EXERCISE AIM
Substitute "fortress wall" for every "castle wall" in the data below and give the lines back with nothing else changed.

EXERCISE INPUT

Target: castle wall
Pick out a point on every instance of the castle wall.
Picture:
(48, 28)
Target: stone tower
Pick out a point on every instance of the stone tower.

EXPECTED ANSWER
Target: fortress wall
Pick out a point on every instance of the fortress wall.
Picture:
(48, 28)
Target: stone tower
Pick out a point on every instance of the stone tower.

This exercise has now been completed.